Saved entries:
====

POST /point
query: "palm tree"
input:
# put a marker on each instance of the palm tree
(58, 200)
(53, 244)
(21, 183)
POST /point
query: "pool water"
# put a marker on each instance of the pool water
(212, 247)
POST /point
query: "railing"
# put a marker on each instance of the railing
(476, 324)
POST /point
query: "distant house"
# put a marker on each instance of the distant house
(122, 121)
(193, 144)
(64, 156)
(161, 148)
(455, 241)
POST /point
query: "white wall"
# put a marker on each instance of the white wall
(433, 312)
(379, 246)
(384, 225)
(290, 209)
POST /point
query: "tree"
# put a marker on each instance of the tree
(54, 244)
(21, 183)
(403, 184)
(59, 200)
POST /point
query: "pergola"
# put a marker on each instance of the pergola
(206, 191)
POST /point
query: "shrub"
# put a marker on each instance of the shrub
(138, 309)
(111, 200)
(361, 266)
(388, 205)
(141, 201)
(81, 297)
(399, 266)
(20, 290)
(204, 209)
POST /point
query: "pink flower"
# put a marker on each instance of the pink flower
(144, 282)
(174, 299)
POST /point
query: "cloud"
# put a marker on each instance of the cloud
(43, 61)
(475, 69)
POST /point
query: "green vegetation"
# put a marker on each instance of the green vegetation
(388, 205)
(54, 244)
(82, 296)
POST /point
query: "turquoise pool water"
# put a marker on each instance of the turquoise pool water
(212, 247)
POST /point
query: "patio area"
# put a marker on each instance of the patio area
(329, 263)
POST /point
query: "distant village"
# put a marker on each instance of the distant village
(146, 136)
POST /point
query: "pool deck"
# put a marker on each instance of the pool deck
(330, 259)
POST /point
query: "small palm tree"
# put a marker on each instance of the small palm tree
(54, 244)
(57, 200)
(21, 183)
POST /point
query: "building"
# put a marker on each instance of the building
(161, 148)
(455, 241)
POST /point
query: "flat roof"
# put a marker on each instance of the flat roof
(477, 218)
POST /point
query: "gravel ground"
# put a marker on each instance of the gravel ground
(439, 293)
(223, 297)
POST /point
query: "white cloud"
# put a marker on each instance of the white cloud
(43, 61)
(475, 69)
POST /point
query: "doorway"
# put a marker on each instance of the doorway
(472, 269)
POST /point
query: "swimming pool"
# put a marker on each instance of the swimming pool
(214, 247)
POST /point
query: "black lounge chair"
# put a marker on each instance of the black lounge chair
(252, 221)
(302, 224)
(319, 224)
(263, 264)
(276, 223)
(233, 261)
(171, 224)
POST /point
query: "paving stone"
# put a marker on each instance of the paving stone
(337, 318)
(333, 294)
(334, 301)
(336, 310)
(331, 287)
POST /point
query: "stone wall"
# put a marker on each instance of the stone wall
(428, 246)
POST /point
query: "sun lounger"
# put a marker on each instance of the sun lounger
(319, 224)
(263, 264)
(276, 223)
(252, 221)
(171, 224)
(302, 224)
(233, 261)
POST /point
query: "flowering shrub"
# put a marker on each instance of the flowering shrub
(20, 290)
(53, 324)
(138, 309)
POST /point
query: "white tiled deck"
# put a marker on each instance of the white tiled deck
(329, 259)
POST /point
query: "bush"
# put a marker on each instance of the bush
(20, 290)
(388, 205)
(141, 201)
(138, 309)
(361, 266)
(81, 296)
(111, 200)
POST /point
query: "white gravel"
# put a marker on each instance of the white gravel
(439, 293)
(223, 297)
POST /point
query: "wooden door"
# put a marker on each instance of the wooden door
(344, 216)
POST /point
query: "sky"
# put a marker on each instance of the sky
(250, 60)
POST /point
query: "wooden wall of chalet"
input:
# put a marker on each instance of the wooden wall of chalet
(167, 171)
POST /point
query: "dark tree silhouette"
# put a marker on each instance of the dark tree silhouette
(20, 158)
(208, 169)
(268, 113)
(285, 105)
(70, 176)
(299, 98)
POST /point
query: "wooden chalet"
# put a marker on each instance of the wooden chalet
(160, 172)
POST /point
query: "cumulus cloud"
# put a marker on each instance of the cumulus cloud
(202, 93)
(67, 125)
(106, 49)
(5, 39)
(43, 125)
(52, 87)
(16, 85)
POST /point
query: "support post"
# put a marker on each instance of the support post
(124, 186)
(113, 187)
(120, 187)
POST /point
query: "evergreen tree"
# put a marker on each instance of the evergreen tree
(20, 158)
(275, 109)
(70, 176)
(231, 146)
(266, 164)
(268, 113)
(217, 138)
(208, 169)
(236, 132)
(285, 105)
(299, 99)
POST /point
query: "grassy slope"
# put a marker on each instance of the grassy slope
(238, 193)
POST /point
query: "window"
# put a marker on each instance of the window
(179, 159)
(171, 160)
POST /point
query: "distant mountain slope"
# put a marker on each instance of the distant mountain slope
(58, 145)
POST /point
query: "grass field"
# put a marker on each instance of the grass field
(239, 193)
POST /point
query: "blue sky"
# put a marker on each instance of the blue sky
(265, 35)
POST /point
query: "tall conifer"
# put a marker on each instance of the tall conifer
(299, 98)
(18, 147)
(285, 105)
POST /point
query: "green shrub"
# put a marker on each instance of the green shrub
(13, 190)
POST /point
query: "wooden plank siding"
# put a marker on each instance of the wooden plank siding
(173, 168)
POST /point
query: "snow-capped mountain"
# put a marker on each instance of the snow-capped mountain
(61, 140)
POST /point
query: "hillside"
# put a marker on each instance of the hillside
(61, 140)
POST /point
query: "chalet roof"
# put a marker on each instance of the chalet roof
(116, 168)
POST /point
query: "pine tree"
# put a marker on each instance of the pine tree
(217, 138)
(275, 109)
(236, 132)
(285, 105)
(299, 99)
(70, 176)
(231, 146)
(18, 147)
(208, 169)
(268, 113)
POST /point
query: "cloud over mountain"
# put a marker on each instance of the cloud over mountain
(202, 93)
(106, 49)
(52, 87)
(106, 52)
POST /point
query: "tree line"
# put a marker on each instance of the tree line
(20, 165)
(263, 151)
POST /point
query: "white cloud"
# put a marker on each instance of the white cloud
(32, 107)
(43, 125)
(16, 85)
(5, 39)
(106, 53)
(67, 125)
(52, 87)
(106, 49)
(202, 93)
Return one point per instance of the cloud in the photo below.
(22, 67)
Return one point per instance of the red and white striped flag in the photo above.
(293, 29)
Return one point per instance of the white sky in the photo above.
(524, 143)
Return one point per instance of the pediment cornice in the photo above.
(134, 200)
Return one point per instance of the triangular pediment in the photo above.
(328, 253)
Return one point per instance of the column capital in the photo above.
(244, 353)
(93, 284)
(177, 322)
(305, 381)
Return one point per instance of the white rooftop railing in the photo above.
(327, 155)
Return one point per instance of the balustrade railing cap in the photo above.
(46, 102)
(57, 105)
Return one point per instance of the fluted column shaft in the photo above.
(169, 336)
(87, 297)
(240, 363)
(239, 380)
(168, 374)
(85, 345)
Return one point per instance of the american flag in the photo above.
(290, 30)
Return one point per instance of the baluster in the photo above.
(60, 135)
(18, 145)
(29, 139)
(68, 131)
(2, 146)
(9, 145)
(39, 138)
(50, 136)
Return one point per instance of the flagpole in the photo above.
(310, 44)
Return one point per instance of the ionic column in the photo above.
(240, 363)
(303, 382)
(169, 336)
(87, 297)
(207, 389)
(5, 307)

====

Can you change "Return" to "Provide" in the rows from the line containing "Return one point per instance of the baluster" through the final row, leaving everything else untouched?

Correct answer:
Provide one point per instance of the baluster in the photo above.
(60, 135)
(18, 145)
(29, 139)
(68, 131)
(2, 146)
(9, 145)
(39, 138)
(50, 136)
Provide one point per instance of the flagpole in the photo above.
(310, 44)
Provide one point per instance of the ionic column in the photo above.
(240, 363)
(303, 382)
(169, 336)
(87, 297)
(207, 389)
(5, 307)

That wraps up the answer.